— begin Document section —

100 Kbps = 12.5KB/s.
sja1105 has 93 64-bit counters, and during every counter refresh cycle I
would need to get some counters from the beginning of that range, some
from the middle and some from the end. With all the back-and-forth
between the sja1105 driver and the SPI controller driver, and the
protocol overhead associated with creating a "SPI read" message, it is
all in all more efficient to just issue a burst read operation for all
the counters, even ones that I'm not going to use. So let's go with
that, 93x8 bytes (and ignore protocol overhead) = 744 bytes of SPI I/O
per second. At a throughput of 12.5KB/s, that takes 59 ms to complete,
and that's just for the raw I/O, that thing which keeps the SPI mutex
locked. You know what else I could do during that time? Anything else!
Like for example perform PTP timestamp reconstruction, which has a hard
deadline at 135 ms after the packet was received, and would appreciate
if the SPI mutex was not locked for 59 ms every second.

— end Document section —
— begin Data —

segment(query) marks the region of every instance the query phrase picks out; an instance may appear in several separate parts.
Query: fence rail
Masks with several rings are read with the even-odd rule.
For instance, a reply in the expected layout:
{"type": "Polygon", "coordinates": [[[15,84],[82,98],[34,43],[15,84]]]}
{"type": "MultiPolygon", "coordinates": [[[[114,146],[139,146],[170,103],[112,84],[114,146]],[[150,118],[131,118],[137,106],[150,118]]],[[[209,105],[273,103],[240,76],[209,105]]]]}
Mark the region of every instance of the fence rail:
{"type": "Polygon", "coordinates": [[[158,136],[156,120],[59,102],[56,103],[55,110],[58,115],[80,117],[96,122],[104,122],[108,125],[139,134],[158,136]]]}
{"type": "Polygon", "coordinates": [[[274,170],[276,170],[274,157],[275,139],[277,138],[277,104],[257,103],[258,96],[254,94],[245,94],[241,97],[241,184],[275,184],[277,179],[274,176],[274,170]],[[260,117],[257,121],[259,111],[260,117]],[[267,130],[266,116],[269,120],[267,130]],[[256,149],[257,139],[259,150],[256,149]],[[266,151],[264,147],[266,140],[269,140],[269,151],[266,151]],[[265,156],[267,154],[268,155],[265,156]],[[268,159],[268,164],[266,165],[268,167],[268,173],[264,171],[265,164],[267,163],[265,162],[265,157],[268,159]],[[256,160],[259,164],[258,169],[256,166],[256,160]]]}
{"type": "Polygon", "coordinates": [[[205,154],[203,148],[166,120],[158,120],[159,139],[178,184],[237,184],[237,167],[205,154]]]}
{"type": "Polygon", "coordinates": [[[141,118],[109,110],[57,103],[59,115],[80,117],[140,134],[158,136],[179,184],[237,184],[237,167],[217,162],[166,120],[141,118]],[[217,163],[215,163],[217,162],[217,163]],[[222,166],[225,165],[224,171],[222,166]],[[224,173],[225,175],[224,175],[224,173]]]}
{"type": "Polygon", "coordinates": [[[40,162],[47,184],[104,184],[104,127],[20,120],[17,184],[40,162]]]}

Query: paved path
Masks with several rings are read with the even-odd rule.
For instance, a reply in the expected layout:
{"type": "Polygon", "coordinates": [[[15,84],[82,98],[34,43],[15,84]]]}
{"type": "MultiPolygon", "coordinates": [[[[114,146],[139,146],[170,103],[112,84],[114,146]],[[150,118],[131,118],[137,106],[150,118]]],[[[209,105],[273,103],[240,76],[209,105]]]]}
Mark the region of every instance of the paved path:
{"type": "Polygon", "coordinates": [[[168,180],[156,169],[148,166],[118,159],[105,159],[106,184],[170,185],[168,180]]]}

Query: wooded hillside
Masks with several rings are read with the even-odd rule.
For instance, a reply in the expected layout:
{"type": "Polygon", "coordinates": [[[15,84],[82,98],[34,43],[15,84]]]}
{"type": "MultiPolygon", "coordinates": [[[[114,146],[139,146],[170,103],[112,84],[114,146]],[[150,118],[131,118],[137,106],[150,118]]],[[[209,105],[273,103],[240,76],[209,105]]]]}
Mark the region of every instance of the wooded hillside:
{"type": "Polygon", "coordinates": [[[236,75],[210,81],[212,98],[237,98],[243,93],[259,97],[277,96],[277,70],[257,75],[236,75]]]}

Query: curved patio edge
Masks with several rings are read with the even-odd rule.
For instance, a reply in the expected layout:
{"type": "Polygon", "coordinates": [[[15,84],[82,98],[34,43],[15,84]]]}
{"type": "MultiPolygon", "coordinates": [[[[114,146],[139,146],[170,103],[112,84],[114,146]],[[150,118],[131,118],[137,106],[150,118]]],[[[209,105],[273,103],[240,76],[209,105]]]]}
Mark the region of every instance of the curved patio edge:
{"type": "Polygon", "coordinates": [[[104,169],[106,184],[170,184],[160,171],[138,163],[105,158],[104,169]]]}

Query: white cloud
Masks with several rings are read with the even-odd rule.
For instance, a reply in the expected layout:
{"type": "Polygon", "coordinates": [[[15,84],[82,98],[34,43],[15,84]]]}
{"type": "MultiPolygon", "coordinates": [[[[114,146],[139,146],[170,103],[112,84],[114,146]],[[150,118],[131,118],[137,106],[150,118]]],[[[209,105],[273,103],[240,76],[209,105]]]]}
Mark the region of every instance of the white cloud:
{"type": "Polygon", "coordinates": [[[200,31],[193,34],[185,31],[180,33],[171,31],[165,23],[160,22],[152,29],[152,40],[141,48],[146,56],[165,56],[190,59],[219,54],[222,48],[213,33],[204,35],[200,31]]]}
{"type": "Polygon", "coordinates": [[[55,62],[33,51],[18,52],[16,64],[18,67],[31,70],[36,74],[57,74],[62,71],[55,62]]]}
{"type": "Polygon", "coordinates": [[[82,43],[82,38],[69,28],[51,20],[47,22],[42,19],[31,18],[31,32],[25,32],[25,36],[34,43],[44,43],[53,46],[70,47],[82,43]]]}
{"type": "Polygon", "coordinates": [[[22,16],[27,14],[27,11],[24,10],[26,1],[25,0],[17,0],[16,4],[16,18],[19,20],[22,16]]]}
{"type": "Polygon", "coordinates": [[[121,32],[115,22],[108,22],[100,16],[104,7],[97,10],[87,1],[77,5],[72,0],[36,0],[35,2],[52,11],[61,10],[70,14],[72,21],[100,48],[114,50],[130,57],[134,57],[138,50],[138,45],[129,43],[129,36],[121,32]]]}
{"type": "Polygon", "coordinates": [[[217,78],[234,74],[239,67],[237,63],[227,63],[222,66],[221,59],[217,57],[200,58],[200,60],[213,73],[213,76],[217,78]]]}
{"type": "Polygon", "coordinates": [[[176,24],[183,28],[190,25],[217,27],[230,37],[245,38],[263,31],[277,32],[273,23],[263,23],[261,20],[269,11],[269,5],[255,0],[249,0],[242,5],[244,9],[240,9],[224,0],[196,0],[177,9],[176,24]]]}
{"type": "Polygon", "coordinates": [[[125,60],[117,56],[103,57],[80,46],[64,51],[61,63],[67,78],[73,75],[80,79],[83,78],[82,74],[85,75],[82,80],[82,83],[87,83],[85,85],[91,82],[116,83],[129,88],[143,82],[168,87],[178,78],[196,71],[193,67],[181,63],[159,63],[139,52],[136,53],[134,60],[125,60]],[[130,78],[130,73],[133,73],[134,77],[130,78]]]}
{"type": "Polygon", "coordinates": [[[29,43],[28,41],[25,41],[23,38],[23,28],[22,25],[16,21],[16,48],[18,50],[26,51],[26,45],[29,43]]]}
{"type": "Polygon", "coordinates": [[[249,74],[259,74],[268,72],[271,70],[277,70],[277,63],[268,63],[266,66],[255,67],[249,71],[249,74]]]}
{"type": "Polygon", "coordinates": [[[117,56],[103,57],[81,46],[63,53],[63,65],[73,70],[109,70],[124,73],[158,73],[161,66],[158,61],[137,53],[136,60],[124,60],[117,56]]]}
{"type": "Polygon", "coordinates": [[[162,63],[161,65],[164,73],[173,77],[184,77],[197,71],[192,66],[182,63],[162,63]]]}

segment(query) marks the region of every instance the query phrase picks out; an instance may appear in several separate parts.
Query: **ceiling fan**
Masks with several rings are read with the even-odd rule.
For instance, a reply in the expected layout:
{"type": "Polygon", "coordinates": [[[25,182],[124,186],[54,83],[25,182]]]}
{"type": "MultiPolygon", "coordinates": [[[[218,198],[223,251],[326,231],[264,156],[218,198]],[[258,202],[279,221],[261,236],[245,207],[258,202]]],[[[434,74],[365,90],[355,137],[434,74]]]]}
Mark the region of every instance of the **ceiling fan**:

— end Data —

## Task instructions
Please write what comes next in the sja1105 SPI counter-reading text above, starting right after its final sentence.

## Final result
And all of that, for what benefit? Honestly any periodic I/O over the
management interface is too much I/O, unless there is any strong reason
to have it.

Also, even the simple idea of providing out-of-date counters to user
space running in syscall context has me scratching my head. I can only
think of all the drivers in selftests that are checking statistics
counters before, then they send a packet, then they check the counters
after. What do those need to do, put a sleep to make sure the counters
were updated?